Enunciado: Renomeie "shadow" para "silhouette" em todas as linhas dos itens abaixo, sem alterar mais nada, e deixe as imagens de fora da resposta.

Material fornecido:
___
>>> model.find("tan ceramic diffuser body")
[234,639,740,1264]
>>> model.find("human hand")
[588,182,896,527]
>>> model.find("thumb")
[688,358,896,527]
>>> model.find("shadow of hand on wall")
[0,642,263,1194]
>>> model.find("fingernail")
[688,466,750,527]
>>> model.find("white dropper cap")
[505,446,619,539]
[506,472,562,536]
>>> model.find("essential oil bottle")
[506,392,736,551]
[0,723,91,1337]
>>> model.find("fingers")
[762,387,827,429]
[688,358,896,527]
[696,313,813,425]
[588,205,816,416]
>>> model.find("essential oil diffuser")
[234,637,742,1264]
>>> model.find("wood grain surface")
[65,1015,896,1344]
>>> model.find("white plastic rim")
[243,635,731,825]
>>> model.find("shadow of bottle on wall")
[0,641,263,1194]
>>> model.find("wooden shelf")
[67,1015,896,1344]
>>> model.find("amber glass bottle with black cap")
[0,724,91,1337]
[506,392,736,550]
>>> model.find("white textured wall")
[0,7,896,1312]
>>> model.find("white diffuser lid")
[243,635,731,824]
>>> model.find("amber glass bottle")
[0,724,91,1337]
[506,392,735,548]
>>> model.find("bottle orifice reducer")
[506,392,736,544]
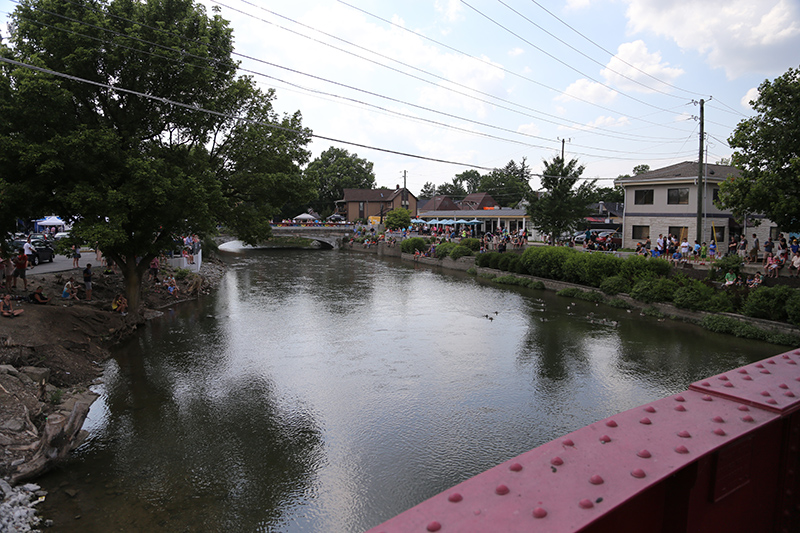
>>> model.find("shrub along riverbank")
[475,246,800,346]
[356,237,800,346]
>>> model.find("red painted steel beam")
[370,350,800,533]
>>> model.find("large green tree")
[453,169,483,194]
[0,0,313,308]
[305,146,375,217]
[719,68,800,232]
[479,157,532,207]
[528,156,596,241]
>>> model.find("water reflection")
[37,251,779,532]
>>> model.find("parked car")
[9,239,56,266]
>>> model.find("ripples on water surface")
[42,247,781,532]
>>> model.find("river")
[38,250,782,533]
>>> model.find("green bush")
[600,276,631,295]
[459,237,481,252]
[400,237,428,254]
[556,287,605,303]
[475,252,497,268]
[708,255,742,281]
[786,291,800,324]
[450,244,472,259]
[497,253,517,272]
[489,252,505,270]
[631,278,678,303]
[522,246,582,280]
[672,281,717,311]
[742,285,796,322]
[619,255,670,283]
[436,242,458,259]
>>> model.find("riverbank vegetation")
[468,246,800,345]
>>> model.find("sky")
[0,0,800,194]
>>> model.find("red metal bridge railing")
[370,350,800,533]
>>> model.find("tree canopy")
[479,157,532,207]
[0,0,313,308]
[719,68,800,232]
[305,146,375,217]
[528,156,596,240]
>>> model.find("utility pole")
[556,137,572,159]
[697,98,705,243]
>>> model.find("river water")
[39,250,782,533]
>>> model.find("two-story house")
[614,161,776,250]
[336,185,417,222]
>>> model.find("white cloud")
[567,0,592,11]
[434,0,462,22]
[601,40,683,93]
[517,122,541,135]
[558,115,631,131]
[741,87,758,109]
[555,78,619,104]
[626,0,800,79]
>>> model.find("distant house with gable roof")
___
Resolução:
>>> model.find("tan ceramic diffuser body")
[234,639,740,1264]
>>> model.find("human hand")
[588,182,896,527]
>>> model.find("thumb")
[688,358,896,527]
>>> model.find("silhouette of hand on wall")
[0,642,263,1194]
>>> model.find("fingernail")
[688,466,750,527]
>>> model.find("white dropper cap")
[505,446,619,539]
[506,472,562,536]
>>> model.find("essential oil bottle")
[506,392,736,551]
[0,723,91,1337]
>>> model.find("fingers")
[762,387,827,429]
[688,358,896,527]
[696,313,813,425]
[588,205,816,416]
>>> model.find("essential oil diffuser")
[234,637,742,1264]
>>> model.find("wood grain surface")
[65,1015,896,1344]
>>> model.find("white plastic rim")
[243,635,731,825]
>>> model.find("silhouette of bottle on wall")
[0,641,263,1194]
>>> model.find("wooden shelf")
[67,1015,896,1344]
>>> model.find("amber glass bottle with black cap")
[0,724,91,1337]
[506,392,736,550]
>>> model.find("white textured wall")
[0,7,896,1312]
>>> model.find("white diffuser lid")
[243,635,731,824]
>>> model.find("amber glass bottle")
[0,724,91,1337]
[506,392,735,548]
>>> model.find("bottle orifice reducer")
[506,392,736,544]
>>> model.find("shrub along riverbank")
[475,246,800,346]
[356,237,800,346]
>>> model.find("red painted steel beam")
[370,350,800,533]
>>> model.find("large green tree")
[453,169,483,194]
[0,0,313,308]
[305,146,375,217]
[719,68,800,232]
[479,157,532,207]
[528,156,596,241]
>>> model.find("water reflection")
[37,251,779,532]
>>> model.find("parked car")
[9,239,56,266]
>>> model.find("ripples on water surface")
[42,247,781,532]
>>> model.find("river")
[38,250,782,533]
>>> model.find("green bush")
[600,276,631,295]
[459,237,481,252]
[400,237,428,254]
[556,287,605,303]
[475,252,497,268]
[708,255,742,281]
[786,291,800,324]
[450,244,472,259]
[497,253,517,272]
[489,252,505,270]
[631,278,678,303]
[522,246,582,280]
[672,281,717,311]
[742,285,796,322]
[619,255,670,283]
[436,242,458,259]
>>> model.find("riverbank vegetation")
[468,246,800,345]
>>> model.find("sky")
[0,0,800,194]
>>> model.find("red metal bridge railing")
[370,350,800,533]
>>> model.find("tree canopy")
[479,157,532,207]
[0,0,313,308]
[719,68,800,232]
[305,146,375,217]
[528,156,596,240]
>>> model.find("utility pole")
[556,137,572,159]
[697,98,705,243]
>>> model.find("river water")
[39,250,782,533]
>>> model.find("two-story house")
[614,161,776,250]
[336,185,417,222]
>>> model.find("white cloud")
[567,0,592,11]
[434,0,462,22]
[601,40,683,93]
[517,122,541,135]
[558,115,631,131]
[741,87,758,109]
[555,78,619,104]
[626,0,800,79]
>>> model.find("distant house with gable roof")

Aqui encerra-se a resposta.